*** Opening GIVEN TEXT ***
Take Weather into Consideration
Ciminelli says weather conditions like harsh winds and the sun’s drying rays create a recipe for disaster you might not recognize at first. Isn't that true, and it's not really something we think about, is it? When it's cold, like the dead of winter, and winds are harsh, don't your lips get extra sensitive? They burn and peel and bleed, which is why extra heavy-duty ingredients are essential during this time of year.
As for summer, your lips dry out because the sun is hot. Who would've thought? Just as your skin burns if not protected properly, your lips can get sunburned too. This means you need to use SPF on your lips.
Stop Licking Your Lips
Bimson attributes dry lips to a combination of lip licking and mouth-breathing. “Excessive lip licking can cause a form of dermatitis (skin inflammation) commonly referred to as ‘windburn,’ which is inflamed, sore, extremely chapped lips.”
Even if you don’t consider your lip-licking “excessive,” it can very well be a subconscious thing. You don't even know it's an issue! Which, come to think of it, is probably contributing to my dry lips. In that case, take measures to curb the habit, and think of ways to remind yourself of the negatives involved with lip-licking, especially when you're doing something monotonous. For example, I spend a lot of time at a computer and find myself licking my lips. It's never been pointed out to me but upon hearing Bimson's advice, I've started to become conscious of how bad the habit is.
*** Closing GIVEN TEXT ***
*** Opening ENTRIES SHOWN ***
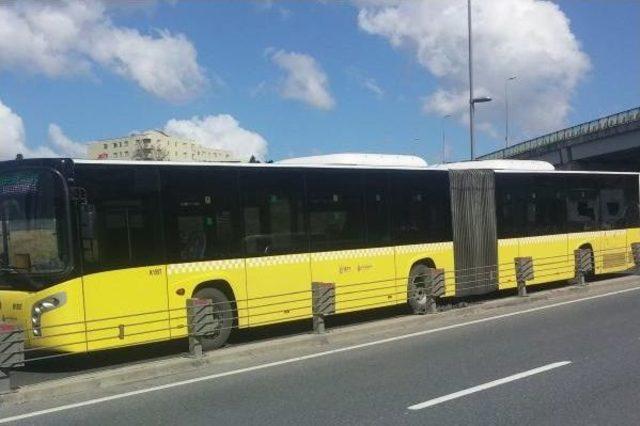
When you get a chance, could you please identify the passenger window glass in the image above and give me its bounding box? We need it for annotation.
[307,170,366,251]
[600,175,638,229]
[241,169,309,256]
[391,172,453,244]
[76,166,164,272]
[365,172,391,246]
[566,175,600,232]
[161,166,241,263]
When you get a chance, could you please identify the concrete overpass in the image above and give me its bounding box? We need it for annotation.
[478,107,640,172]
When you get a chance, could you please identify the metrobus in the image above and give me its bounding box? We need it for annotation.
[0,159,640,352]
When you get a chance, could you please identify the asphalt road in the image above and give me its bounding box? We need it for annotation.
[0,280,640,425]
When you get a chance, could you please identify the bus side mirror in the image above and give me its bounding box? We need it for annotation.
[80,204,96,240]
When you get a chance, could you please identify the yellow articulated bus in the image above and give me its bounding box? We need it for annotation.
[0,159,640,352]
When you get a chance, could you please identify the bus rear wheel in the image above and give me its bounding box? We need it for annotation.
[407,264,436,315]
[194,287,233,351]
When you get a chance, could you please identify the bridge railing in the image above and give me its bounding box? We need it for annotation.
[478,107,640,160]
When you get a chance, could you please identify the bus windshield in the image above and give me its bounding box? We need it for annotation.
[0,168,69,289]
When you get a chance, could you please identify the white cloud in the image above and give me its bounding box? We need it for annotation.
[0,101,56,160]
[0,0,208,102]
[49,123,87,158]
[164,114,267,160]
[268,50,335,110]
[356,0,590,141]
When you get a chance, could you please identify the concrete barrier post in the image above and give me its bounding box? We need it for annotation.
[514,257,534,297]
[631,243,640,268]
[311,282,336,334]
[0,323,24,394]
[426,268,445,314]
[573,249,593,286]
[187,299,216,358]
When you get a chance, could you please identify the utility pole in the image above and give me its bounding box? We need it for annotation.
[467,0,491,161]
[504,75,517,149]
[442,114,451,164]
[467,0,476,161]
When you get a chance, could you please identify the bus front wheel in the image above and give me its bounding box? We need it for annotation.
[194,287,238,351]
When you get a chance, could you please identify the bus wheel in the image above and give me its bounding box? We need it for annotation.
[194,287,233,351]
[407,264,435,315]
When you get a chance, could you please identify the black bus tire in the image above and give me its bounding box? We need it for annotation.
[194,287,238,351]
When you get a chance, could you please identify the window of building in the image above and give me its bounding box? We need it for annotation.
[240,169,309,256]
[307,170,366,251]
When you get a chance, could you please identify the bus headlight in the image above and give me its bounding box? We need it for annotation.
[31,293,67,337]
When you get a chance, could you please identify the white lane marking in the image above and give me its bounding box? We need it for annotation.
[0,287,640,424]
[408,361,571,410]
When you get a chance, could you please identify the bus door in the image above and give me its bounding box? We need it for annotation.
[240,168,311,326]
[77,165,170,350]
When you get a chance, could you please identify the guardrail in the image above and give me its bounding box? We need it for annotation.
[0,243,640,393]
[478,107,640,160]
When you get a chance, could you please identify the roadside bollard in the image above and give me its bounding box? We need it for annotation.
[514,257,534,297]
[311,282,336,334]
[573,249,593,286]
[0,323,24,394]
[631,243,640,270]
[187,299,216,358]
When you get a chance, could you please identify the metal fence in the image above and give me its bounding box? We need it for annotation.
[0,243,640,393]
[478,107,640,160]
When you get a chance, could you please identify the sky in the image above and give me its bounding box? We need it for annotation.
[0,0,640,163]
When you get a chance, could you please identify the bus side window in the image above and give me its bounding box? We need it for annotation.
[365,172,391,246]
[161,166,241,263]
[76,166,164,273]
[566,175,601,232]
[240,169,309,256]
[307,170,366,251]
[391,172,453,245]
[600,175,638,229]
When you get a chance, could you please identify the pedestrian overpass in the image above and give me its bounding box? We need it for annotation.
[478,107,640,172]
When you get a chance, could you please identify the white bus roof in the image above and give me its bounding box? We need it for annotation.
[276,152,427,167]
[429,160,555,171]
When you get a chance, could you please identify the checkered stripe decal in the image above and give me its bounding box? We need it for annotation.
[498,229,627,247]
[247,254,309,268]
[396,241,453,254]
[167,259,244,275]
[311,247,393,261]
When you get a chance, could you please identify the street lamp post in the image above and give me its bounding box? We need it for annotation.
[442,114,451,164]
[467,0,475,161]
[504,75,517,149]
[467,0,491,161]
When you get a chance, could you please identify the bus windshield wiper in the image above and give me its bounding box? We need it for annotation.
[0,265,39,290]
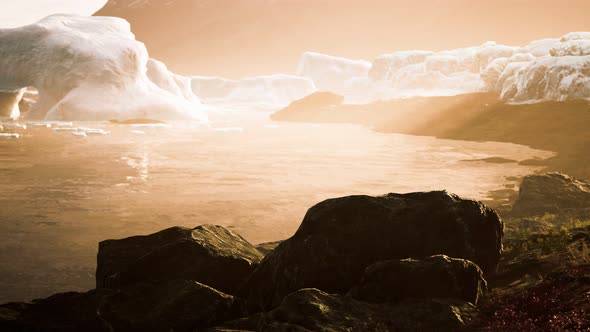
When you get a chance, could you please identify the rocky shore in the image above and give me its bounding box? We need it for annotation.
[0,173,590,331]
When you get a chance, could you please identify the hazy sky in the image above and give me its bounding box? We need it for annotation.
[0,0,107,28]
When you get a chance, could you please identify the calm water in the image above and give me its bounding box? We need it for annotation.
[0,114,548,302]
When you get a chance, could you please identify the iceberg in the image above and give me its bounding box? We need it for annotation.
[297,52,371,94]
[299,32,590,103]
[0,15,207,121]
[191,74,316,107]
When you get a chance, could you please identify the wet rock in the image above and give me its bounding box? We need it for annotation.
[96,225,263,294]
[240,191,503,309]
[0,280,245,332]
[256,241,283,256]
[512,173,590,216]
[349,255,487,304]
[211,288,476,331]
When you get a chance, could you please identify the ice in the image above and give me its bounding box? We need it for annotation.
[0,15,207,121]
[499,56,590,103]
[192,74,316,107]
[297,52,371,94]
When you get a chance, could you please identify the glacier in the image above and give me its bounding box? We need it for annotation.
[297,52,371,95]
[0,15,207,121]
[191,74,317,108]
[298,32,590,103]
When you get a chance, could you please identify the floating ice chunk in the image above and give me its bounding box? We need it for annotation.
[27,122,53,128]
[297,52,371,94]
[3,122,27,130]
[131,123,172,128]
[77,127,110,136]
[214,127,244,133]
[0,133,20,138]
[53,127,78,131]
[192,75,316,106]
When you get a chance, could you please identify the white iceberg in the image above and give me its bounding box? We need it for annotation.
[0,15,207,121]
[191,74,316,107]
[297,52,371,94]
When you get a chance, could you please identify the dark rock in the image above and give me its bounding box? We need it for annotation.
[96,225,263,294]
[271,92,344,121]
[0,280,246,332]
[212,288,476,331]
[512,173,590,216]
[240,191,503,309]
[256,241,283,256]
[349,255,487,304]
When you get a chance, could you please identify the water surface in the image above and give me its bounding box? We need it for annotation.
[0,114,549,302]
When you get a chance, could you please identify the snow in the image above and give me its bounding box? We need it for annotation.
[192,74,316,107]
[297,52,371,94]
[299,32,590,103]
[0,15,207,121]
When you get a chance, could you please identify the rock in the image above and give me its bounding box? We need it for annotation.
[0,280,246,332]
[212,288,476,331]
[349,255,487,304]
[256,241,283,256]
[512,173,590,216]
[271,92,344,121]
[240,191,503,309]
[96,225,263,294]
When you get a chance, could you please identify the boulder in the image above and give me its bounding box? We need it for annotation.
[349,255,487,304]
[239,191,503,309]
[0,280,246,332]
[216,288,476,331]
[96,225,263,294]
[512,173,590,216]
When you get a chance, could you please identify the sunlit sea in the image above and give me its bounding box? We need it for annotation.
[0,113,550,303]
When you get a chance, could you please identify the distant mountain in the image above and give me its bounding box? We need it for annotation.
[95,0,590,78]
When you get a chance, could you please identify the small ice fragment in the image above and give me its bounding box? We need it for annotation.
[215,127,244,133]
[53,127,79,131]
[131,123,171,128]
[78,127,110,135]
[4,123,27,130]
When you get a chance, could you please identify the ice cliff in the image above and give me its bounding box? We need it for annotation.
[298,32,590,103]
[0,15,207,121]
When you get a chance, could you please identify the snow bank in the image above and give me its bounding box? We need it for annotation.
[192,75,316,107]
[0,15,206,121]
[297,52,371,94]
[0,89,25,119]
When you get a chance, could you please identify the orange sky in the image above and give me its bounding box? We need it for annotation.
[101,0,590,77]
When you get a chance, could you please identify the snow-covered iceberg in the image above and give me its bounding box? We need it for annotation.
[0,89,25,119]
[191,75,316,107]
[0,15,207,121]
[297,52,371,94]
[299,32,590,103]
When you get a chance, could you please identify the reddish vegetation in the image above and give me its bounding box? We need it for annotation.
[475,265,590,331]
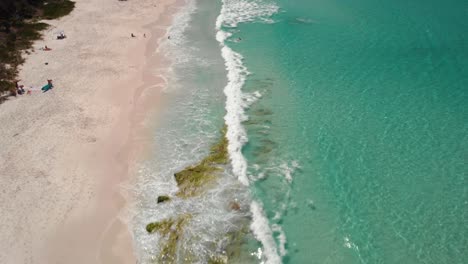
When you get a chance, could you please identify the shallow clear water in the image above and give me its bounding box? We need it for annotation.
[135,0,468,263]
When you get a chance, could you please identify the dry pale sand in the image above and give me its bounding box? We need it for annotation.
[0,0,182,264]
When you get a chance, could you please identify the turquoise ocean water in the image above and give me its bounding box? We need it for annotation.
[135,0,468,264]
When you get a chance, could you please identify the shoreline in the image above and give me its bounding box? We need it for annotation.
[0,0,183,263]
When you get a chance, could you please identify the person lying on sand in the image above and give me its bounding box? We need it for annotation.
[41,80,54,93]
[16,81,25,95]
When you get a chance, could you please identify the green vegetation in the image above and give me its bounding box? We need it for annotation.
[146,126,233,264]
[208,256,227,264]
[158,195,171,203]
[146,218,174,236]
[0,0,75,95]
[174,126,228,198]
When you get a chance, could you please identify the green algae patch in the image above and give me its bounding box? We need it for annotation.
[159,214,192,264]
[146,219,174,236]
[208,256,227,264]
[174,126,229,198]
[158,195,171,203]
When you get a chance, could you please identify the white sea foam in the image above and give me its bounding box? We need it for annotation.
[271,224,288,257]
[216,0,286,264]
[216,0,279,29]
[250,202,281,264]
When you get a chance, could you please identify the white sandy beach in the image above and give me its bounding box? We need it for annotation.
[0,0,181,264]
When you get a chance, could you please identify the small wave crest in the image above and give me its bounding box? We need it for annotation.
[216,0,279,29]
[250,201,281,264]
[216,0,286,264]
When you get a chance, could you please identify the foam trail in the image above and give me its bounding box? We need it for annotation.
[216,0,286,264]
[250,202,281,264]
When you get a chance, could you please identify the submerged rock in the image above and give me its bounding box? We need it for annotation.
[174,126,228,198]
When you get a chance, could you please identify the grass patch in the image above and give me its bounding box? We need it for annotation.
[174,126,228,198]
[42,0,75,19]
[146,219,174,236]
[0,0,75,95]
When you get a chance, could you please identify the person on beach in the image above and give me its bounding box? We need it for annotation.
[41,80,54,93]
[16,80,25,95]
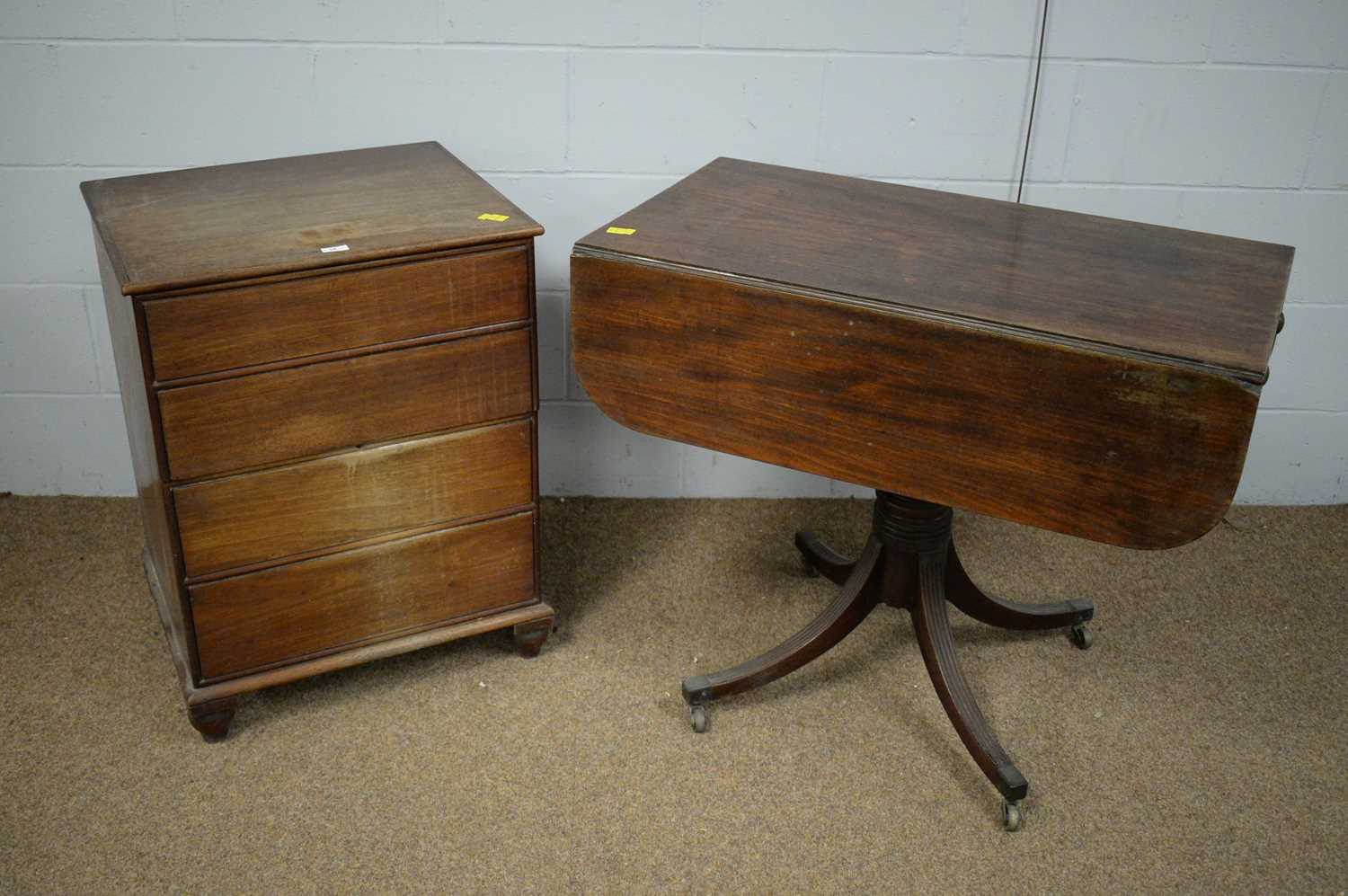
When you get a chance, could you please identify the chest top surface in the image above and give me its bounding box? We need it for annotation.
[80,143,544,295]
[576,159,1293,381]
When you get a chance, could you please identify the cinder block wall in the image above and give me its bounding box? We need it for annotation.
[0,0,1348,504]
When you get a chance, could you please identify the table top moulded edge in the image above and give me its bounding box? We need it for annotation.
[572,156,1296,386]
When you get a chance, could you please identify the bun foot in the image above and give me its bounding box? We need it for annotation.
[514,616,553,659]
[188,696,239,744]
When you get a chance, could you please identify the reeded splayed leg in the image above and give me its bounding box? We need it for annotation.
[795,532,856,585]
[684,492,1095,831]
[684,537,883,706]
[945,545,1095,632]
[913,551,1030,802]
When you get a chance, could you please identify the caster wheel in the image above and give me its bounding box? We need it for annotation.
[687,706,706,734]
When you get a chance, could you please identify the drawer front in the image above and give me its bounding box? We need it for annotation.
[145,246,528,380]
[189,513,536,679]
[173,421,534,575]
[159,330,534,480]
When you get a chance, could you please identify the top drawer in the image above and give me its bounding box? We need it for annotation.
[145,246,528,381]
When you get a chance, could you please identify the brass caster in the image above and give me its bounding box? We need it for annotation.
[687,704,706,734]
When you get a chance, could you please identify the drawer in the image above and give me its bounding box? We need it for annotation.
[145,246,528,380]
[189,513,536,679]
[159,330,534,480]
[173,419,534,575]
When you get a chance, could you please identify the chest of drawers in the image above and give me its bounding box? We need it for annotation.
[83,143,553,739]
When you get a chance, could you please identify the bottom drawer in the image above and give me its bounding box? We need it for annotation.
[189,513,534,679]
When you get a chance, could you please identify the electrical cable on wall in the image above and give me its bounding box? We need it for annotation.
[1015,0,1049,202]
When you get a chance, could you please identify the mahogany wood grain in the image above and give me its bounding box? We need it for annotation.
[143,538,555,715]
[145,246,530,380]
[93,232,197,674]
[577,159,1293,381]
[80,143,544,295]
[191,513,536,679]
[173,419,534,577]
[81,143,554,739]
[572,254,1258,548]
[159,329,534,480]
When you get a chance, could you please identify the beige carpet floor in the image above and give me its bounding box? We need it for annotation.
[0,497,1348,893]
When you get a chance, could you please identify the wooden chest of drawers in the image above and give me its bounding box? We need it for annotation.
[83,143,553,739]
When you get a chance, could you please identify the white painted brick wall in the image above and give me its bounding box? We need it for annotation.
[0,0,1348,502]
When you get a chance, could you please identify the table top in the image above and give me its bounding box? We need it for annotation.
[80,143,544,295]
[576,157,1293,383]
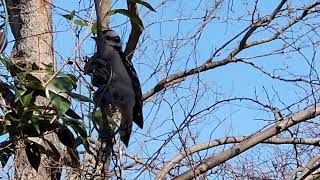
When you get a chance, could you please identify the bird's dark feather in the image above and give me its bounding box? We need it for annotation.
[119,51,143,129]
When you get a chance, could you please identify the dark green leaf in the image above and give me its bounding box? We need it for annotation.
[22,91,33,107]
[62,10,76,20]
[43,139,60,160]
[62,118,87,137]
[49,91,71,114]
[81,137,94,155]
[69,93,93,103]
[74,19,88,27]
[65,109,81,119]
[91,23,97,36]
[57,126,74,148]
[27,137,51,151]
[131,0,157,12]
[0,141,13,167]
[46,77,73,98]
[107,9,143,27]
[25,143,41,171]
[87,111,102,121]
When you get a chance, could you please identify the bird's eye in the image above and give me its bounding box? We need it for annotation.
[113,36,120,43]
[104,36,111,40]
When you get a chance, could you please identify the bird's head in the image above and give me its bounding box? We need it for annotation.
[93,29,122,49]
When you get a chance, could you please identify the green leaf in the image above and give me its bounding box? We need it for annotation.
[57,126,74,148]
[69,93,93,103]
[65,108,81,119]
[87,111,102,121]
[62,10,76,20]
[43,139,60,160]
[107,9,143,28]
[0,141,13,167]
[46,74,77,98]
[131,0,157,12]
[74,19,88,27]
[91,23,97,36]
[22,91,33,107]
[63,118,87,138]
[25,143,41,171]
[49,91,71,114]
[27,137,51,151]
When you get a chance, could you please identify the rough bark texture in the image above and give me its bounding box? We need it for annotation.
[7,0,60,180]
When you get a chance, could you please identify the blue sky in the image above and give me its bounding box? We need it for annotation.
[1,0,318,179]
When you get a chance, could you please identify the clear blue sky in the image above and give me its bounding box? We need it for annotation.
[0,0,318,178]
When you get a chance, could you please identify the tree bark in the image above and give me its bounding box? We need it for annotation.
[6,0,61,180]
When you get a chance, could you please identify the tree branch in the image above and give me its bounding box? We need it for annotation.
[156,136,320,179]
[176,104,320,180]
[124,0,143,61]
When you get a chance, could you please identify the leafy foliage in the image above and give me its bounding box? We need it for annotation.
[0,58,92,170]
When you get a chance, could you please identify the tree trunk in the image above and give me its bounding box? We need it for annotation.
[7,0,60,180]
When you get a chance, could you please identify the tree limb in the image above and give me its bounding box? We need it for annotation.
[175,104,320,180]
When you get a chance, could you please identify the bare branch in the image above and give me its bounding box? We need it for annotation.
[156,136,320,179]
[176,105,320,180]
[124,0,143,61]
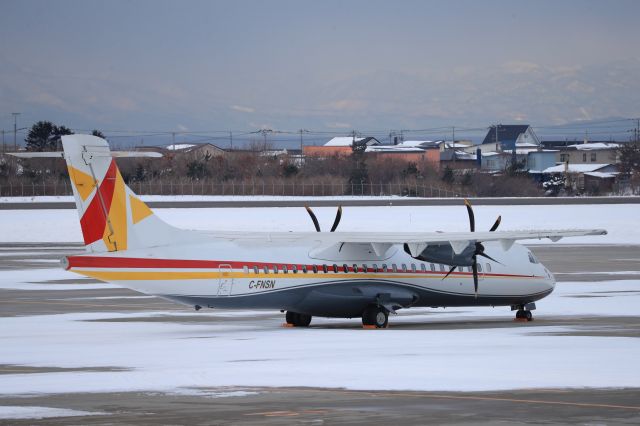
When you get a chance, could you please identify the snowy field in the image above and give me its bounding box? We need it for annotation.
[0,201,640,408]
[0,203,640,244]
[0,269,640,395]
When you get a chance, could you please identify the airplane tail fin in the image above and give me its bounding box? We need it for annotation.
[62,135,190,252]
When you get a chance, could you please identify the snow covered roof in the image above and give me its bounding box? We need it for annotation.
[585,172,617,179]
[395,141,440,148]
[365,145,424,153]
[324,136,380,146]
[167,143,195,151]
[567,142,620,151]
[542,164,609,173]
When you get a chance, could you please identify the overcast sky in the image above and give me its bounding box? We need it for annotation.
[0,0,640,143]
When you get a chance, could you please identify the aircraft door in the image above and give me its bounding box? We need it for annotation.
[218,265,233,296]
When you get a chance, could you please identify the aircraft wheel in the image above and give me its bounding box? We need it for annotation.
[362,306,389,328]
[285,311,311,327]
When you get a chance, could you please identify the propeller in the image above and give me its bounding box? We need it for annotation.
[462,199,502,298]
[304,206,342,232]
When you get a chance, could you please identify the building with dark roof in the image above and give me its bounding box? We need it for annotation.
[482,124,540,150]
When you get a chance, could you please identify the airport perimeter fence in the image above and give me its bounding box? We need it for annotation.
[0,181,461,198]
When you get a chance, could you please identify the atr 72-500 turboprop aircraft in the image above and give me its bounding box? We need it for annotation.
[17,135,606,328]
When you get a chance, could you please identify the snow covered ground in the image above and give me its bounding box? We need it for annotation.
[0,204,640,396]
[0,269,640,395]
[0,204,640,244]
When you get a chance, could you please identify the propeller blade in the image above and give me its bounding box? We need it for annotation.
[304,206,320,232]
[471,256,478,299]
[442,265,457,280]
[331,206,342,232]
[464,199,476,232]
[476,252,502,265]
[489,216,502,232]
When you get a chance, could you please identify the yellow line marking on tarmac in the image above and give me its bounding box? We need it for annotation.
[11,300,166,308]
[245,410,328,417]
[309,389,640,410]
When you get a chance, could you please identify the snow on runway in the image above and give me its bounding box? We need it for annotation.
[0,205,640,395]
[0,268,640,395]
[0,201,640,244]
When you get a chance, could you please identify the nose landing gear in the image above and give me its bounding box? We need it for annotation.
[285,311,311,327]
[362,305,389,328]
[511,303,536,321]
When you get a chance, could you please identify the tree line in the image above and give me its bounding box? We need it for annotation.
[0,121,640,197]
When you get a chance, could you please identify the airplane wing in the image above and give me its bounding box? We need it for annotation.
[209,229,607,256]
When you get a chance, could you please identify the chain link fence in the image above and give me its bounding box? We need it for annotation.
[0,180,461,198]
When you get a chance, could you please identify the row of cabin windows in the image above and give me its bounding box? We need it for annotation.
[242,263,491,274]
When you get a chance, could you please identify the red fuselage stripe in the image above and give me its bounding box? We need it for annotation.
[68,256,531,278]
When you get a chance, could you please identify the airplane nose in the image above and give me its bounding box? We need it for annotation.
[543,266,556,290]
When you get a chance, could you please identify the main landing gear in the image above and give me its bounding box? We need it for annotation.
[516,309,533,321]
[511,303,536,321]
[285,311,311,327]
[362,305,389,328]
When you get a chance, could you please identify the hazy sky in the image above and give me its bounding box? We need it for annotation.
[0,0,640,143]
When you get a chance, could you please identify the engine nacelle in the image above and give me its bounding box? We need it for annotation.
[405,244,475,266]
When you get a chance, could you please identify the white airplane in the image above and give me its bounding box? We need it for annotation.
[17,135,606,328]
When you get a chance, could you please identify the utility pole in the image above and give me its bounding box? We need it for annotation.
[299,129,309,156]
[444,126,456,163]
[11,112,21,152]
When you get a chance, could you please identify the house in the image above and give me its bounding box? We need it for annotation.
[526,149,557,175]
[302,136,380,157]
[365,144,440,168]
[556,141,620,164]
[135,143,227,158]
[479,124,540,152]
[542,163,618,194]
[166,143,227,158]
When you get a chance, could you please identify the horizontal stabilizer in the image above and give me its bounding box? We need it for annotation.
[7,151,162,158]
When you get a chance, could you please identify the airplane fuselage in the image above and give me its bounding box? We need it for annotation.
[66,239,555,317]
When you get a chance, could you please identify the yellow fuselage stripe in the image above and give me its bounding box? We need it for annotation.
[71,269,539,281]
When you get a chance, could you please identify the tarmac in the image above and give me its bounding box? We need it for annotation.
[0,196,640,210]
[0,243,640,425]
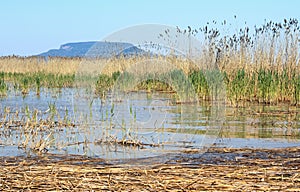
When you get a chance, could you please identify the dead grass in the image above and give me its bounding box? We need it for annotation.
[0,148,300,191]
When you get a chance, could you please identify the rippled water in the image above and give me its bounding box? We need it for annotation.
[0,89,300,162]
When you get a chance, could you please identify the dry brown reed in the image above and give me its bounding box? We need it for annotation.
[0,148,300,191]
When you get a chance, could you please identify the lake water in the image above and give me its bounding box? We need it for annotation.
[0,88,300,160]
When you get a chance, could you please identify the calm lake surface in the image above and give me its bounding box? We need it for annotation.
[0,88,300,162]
*** Closing ENTRIES SHOWN ***
WORK REQUEST 1.
Answer these questions about the text on dry lips, each in a few words:
(a) What happens to lips in the cold of winter when winds are harsh?
(b) What does the text say you need to use on your lips because of the summer sun?
(c) What two habits does Bimson blame for dry lips?
WORK REQUEST 2.
Write the next part of the text on dry lips, picking up after its final sentence.

EXPECTED ANSWER 1.
(a) They burn, peel and bleed.
(b) SPF.
(c) Lip licking and mouth-breathing.

EXPECTED ANSWER 2.
Use Moisturizing Products
One of the most common ingredients in lip products is petroleum. This is fine if your lips are soft, smooth, and supple but not ideal if they’re chapped. “Petrochemical lip products are great at preventing moisture loss but not so great at moisturizing lips that are already dry,” Bimson says, “Castor oil is another ingredient commonly used in lip products (especially lipstick) that’s great at drawing oil, so it can also have a drying effect.” Check the ingredients list before you apply anything to your lips.
When you need a product to smooth out cracked lips and treat the cold sores that accompany them, Blistex can be your go-to. It contains four different medications to restore moisture and heal damaged lips.
Hydrate with Essential Oils
Ciminelli recommends finding products that are loaded with skin-nourishing vitamins, minerals, and essential oils. The reason essential oils work so well in lip care is because they're made to nourish and protect. Super-soothing vitamin E not only smooths out cracked lips but also protects them from environmental aggressors. We always make sure we have this lip balm (or one similar) in our bags before we face the cold weather.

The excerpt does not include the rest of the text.